TASK 1
Please list every line of the records below that holds the word "mirror".

— Start TEXT EXTRACT —

UBS has lost its CEO, Peter Wuffli; though his ally, chairman Marcel Ospel, wanted to step down in his favour, the board said no. So Ospel (who's 54) is staying at his desk for another three years, deputy CEO Marcel Rohner has been moved up to CEO, and Wuffli has left.
Felix Salmon is dissatisfied:
There are three big questions here. Firstly, if UBS has "systematic management succession planning," what on earth is the CEO doing relinquishing all his duties overnight in what is clearly a surprise announcement?
Secondly, if the board of directors holds its chairman in so little regard that it is happy to overrule him on something as big as this, why do they want him to serve for another three-year term?
And thirdly, is firing a 49-year-old CEO really the best way to "institute generational change"?
Answers: first, UBS did have a systematic succession plan (Ospel out, Wuffli up); the board just didn't like it. Second, good question. Obviously Ospel has redeeming qualities - for one, clearly, the ability to knuckle under and do what the board tells him rather than resigning. Third... well, third isn't too important - Rohner is 42 years old. Does that count as a generational shift? More important is the ultimate successor for Ospel. He'll be at least 57 at the end of his next term; if Rohner moves up, that'll be a real shift.

— End TEXT EXTRACT —
— Start INFORMATION GIVEN —

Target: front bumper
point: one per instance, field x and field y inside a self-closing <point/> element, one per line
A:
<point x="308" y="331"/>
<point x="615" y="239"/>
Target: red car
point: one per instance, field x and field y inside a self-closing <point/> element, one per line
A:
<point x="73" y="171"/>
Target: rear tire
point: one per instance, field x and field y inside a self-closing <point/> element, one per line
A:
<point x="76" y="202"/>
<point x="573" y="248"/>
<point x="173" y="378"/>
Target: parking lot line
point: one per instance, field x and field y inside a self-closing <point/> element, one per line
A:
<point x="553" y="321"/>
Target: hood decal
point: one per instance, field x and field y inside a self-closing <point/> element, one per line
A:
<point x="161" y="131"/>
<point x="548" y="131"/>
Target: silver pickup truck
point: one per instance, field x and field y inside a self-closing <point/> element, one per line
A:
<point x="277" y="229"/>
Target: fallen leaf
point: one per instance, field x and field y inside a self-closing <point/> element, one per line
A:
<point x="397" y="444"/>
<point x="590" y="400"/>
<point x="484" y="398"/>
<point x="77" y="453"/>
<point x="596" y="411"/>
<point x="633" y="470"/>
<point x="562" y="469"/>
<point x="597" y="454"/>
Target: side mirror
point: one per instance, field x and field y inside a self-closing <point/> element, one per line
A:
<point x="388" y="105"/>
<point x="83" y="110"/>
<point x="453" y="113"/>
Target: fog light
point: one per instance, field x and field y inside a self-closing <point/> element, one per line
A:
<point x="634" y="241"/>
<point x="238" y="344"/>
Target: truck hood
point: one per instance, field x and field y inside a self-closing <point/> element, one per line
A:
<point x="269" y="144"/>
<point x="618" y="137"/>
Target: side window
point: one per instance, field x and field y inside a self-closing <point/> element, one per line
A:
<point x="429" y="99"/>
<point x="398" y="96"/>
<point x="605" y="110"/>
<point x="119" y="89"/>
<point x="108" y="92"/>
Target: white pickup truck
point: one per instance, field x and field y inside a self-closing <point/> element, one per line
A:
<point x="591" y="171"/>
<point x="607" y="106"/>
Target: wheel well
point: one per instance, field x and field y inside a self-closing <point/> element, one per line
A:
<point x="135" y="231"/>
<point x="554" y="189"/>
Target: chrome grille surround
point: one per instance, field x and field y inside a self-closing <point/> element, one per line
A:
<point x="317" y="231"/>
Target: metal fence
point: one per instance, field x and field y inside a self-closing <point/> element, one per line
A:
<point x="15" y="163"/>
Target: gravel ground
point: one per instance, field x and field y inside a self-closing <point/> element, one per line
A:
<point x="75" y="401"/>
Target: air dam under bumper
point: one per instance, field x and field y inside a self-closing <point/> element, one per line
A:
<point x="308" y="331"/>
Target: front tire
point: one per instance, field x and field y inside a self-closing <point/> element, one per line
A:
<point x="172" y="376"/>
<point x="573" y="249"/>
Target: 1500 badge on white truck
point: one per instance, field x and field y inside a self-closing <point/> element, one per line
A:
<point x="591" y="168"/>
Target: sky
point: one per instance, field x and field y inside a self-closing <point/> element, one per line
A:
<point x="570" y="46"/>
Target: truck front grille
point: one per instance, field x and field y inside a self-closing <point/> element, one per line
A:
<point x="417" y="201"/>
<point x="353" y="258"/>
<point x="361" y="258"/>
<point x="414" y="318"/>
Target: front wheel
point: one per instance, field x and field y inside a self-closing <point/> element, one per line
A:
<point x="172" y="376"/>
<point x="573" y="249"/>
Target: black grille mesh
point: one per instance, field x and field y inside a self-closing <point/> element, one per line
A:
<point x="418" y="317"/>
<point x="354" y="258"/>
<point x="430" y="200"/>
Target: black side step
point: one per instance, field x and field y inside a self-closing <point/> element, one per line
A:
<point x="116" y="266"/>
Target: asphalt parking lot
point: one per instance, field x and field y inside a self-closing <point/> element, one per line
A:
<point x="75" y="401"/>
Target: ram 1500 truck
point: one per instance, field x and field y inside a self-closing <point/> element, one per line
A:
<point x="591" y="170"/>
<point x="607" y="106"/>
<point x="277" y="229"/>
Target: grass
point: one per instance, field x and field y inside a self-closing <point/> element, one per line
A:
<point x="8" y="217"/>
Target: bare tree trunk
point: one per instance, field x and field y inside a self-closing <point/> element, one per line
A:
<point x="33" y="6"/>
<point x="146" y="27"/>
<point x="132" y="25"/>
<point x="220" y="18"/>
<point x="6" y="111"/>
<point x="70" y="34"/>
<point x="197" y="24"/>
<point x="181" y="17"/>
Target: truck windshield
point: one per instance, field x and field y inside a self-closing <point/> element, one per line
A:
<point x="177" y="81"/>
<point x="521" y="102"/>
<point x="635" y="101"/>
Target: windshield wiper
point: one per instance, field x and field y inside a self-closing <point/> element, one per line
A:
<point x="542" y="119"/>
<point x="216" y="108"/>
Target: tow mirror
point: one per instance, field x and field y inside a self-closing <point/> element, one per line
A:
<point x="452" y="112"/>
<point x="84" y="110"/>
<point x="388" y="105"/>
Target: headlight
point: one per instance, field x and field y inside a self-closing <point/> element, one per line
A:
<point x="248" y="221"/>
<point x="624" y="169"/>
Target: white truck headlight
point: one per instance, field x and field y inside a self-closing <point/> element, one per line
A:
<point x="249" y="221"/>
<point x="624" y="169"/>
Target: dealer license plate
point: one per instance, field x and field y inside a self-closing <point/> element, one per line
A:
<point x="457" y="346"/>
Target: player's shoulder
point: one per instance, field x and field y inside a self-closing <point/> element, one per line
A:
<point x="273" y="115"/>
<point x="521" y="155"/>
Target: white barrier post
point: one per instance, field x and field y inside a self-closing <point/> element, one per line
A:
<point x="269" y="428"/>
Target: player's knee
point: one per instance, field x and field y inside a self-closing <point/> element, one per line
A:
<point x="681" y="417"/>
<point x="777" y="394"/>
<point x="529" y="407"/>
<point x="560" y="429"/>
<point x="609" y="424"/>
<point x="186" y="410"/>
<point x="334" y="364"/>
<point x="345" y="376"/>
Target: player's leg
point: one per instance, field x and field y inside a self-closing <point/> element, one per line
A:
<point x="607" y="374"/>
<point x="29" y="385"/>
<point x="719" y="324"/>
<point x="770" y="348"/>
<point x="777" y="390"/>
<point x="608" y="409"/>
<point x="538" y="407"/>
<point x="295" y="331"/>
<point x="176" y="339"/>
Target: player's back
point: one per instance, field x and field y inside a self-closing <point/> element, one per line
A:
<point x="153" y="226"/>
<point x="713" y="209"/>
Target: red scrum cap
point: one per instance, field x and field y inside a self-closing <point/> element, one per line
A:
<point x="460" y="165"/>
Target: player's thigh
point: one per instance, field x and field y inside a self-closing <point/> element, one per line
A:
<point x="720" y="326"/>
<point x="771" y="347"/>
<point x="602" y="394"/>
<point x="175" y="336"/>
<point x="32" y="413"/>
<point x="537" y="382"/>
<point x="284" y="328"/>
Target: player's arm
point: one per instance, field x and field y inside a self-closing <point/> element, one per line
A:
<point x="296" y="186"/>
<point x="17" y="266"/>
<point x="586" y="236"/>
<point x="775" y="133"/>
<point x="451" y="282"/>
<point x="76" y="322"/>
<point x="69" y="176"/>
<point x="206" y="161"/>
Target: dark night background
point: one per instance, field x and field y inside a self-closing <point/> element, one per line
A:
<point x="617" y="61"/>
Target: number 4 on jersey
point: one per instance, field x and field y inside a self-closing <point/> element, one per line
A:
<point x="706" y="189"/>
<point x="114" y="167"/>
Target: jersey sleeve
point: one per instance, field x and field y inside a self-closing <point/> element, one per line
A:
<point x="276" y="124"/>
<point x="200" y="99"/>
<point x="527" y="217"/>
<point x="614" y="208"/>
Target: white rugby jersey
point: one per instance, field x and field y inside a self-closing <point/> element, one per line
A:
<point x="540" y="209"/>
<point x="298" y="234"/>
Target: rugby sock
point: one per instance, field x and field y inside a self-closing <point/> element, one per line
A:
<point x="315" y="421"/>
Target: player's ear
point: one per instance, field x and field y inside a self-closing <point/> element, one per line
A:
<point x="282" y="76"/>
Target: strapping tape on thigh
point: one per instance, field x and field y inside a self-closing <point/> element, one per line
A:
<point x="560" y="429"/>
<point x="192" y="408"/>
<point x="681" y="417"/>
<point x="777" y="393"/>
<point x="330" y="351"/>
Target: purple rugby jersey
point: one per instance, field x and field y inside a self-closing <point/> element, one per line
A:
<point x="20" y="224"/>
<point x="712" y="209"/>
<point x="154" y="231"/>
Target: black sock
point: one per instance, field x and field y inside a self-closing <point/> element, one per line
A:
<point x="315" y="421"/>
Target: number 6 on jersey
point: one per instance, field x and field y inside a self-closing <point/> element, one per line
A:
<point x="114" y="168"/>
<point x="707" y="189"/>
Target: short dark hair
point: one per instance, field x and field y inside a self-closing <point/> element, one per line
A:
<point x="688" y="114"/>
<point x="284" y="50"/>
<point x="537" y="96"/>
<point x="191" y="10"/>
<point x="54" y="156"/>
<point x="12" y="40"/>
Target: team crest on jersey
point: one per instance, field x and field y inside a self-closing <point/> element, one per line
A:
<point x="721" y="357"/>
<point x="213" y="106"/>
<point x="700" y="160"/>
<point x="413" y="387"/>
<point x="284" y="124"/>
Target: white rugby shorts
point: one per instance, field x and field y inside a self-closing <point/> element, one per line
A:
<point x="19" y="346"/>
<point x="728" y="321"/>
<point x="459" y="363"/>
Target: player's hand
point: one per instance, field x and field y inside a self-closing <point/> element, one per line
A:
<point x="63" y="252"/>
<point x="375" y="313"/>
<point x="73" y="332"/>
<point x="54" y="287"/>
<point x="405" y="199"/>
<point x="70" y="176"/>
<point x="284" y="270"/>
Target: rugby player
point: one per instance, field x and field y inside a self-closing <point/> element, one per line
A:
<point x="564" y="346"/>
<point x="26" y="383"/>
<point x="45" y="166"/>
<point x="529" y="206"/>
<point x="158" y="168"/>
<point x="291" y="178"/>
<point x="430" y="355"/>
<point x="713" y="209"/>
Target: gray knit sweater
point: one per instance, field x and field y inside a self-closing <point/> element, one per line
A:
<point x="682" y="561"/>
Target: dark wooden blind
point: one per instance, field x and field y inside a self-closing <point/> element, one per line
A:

— End INFORMATION GIVEN —

TASK 2
Answer these questions from the passage on the UBS leadership change above:
(a) Who was moved up to CEO?
(b) For how many more years is Marcel Ospel staying on?
(c) How old is Rohner?

FULL SOLUTION 1
Target: side mirror
Target: tow mirror

FULL SOLUTION 2
(a) Marcel Rohner, the deputy CEO
(b) Three years
(c) 42